▶ **HOW TO COMPLETE THIS TASK**:
Give back exactly the stretch of data below from the line holding "x=524 y=835" through the line holding "x=718 y=331", both ends included, and leave the remaining lines out.

▶ **AVAILABLE RECORDS**:
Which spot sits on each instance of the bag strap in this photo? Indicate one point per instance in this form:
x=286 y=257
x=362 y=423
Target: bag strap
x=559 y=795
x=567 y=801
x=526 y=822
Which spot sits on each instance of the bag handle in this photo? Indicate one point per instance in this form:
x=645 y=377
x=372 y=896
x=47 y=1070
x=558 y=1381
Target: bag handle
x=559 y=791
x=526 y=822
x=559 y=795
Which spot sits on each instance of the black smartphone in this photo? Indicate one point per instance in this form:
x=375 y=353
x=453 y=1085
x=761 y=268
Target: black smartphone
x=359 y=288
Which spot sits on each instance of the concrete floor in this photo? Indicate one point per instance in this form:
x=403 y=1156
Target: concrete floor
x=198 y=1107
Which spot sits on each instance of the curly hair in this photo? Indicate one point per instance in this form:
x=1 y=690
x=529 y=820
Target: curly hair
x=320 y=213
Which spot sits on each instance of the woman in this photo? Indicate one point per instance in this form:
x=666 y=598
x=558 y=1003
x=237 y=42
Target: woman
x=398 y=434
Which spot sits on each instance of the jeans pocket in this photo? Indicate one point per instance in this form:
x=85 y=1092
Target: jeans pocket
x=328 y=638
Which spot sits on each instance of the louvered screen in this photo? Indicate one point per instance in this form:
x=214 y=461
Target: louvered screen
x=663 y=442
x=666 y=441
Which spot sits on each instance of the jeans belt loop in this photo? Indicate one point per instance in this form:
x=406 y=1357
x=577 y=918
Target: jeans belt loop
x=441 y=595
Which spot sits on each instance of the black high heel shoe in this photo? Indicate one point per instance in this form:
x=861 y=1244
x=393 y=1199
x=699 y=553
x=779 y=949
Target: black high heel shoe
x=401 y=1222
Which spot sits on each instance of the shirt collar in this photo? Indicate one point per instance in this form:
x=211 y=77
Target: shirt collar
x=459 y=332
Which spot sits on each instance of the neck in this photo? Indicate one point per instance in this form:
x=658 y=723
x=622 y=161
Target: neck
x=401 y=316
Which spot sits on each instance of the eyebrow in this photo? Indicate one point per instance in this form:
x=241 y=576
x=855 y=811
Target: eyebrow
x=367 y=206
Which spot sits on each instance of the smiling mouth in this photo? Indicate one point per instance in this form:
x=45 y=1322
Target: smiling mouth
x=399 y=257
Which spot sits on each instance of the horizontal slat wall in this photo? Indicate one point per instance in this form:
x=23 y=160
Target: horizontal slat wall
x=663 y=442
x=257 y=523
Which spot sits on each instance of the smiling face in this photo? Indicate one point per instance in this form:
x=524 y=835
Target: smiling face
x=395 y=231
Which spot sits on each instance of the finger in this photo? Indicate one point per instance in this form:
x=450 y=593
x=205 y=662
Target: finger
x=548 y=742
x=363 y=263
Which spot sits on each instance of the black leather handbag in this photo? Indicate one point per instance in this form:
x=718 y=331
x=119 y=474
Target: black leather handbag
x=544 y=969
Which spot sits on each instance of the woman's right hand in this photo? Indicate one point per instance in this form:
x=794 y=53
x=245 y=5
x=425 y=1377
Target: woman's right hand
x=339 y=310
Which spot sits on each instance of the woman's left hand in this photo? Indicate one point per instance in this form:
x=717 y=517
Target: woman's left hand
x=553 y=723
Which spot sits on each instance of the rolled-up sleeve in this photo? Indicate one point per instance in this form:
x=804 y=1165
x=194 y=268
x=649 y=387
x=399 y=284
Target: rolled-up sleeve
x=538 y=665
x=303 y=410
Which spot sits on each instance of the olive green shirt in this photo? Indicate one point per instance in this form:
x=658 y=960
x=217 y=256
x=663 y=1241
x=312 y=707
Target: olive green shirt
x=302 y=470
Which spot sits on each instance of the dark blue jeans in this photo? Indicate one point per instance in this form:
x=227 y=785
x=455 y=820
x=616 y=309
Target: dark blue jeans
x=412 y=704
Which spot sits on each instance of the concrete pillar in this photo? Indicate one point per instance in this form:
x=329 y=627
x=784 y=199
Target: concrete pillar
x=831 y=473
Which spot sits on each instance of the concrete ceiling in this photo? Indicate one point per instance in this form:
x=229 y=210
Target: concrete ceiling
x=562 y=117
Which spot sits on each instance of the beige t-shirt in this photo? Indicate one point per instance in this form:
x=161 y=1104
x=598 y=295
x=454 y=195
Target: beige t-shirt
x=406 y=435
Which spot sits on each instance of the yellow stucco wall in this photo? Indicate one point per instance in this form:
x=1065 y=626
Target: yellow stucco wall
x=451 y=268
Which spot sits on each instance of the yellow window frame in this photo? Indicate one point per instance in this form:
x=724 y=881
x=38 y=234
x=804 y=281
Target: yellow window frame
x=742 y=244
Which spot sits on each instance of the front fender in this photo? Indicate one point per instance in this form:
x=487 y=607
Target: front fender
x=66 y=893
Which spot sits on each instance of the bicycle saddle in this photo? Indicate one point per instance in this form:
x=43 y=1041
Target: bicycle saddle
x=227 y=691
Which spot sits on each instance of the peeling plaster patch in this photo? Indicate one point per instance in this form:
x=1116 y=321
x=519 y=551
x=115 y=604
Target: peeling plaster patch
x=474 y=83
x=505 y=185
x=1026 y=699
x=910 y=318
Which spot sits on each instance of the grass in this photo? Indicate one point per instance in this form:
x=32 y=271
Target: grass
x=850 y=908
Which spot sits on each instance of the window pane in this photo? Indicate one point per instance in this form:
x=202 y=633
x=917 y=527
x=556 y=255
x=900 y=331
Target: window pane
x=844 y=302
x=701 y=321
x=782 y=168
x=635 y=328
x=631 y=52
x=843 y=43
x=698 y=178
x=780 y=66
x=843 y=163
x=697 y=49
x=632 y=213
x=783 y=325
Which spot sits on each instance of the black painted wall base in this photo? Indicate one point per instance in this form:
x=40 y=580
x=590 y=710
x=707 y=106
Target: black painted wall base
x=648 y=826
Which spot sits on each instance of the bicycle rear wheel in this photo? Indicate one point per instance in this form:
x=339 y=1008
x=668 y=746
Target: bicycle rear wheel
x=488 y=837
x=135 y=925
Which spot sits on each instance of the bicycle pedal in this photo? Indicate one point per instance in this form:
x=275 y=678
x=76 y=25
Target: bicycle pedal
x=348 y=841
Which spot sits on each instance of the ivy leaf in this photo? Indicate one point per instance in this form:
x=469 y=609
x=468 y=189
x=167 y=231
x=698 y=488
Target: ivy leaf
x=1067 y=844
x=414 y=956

▶ **RESULT OF THE TASK**:
x=524 y=835
Target: smiling face
x=395 y=231
Which spot sits on each instance of the finger in this photo? Indicate one point per instance in this form:
x=450 y=593
x=205 y=662
Target: finger
x=548 y=742
x=363 y=263
Which spot sits on each instance of the black leather handbag in this photo? Indicate one point per instance in this form:
x=718 y=331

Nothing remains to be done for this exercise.